*Alıştırmada istenenler*:
(a) Lütfen Foça metninde "Ancak uzun zamandan" sözlerinden başlayıp aşağıya, "görmek yazmak istiyordum." sözlerine kadar uzanan bölümü hiç değiştirmeden yazın.
(b) Foça metnine göre röportaj için uygun görülen Carl çifti o sırada hangi ülkedeydi?

*Okuma metni*:

━━━

Bütün bunları yaparken hep kendimin ya da yakın çevremin görüş ve düşüncelerini, önerilerini, eleştirilerini dikkate aldım ve her zaman da Foça’nın lehine gündeme getirmeye çalıştım.
Ancak uzun zamandan beri kafamın bir kenarında duran ve fazlasıyla beni meşgul eden, diğer bir konuya el atmamın zamanının gelip geçtiğinin farkındaydım. Bir yabancı gözüyle Foça’yı ve Foça ile ilgili her şeyi görmek yazmak istiyordum.
Kolay olmayacaktı. Çünkü, bu proje önemli kriterler içeriyordu. Bir kere yabancı uyruklu ve Foça’ya uzun yıllar gelmiş gitmiş biri olmalıydı. Foça’yı iyi derecede bilmeli, en az kendi memleketi kadar sevmeliydi. İnsani ilişkileri kuvvetli, dışa dönük olmalıydı. Yemeyi, içmeyi, eğlenmeyi bilmeli, aynı zamanda akıllı, zeki ve sağlam bir yapıya sahip olmalıydı. Aşırı zengin olmasa da, ekonomik açıdan ve Foça’ya olan sevgisinden dolayı, her yıl gelip gidecek imkanı bulunmalıydı. Bu sebeplerden dolayı uzun yıllar beklemek zorunda kaldım. Ama şimdi bu düşüncemi gerçekleştirmek için önümde bir seçenek vardı. Uzun yıllardan beri iyi derecede tanıdığım, bildiğim, nazımın niyazımın geçtiği, otelde yıllardır konuğumuz olan, aynı zaman da yukarıda belirttiğim kriterlere de haiz Carl çifti bu röportaj için çok uygundu. Lakin kendileri şu an için Foça’da değil, Almanya’dalardı. Sağ olsun internet, Whats App, mail, telefon, kayıt, video tüm bunlar bir röportajı kolaylaştıran imkanlardı. Ben de tamamından faydalandım. Hem konuştuk, hem yazıştık. Bana Foça’yı anlatmalarını istedim. Kabul ettiklerinde gerçekten çok sevinmiştim.
Karacam hatırası
Böylece “İki Yabancının Gözüyle, Bir Solukta Foça” için ilk sorumu sordum.
Foça’ya İlk Olarak Ne Zaman Ve Hangi Sebeple Geldiniz?

━━━

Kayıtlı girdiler
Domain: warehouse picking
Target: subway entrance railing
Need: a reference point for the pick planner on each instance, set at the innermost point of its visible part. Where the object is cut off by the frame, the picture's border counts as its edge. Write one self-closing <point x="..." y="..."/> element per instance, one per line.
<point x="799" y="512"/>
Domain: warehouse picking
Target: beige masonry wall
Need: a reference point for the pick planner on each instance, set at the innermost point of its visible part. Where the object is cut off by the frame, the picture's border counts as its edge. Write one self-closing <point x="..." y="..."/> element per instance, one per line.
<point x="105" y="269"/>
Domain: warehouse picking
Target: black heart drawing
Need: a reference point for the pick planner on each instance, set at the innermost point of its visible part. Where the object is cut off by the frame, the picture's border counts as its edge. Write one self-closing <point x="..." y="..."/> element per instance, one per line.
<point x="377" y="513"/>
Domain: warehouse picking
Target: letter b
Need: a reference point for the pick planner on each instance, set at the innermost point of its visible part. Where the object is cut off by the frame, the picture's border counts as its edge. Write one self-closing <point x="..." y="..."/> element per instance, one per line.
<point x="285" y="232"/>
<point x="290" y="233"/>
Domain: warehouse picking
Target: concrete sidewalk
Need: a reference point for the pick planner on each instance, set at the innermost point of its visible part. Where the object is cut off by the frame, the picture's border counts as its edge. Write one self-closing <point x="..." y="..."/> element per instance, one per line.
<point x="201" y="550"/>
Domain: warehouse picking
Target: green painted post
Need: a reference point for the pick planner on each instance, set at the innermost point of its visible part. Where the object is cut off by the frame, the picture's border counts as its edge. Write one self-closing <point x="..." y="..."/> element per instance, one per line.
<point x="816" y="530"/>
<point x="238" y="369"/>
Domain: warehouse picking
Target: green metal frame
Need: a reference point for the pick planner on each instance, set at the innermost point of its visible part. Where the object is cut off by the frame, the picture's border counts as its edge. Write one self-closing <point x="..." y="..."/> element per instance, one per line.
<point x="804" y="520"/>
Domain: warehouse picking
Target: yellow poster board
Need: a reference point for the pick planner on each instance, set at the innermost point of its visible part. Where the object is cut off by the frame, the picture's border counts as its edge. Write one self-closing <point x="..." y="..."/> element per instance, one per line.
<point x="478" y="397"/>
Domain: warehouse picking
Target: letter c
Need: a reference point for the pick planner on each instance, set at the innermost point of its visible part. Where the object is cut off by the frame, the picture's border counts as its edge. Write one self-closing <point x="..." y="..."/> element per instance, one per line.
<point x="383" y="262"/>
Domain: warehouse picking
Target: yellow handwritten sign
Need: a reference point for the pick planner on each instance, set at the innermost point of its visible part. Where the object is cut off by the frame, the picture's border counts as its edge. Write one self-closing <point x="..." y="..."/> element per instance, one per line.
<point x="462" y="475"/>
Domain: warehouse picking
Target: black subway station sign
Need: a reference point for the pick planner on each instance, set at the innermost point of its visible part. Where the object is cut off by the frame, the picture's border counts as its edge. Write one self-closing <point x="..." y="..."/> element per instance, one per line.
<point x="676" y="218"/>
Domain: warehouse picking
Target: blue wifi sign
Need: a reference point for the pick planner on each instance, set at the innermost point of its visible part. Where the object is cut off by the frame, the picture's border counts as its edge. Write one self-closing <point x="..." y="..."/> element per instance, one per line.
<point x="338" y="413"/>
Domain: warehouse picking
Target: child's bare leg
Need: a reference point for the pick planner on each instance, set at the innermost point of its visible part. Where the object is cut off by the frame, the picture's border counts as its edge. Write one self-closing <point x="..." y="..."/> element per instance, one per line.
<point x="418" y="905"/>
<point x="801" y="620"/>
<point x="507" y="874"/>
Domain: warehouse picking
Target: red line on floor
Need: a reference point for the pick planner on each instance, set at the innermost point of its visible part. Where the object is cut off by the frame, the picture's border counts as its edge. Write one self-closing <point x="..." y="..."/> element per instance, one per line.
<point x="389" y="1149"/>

━━━

*Görevlere göre çıktılar*:
(a)
Ancak uzun zamandan beri kafamın bir kenarında duran ve fazlasıyla beni meşgul eden, diğer bir konuya el atmamın zamanının gelip geçtiğinin farkındaydım. Bir yabancı gözüyle Foça’yı ve Foça ile ilgili her şeyi görmek yazmak istiyordum.

(b) Almanya'daydı.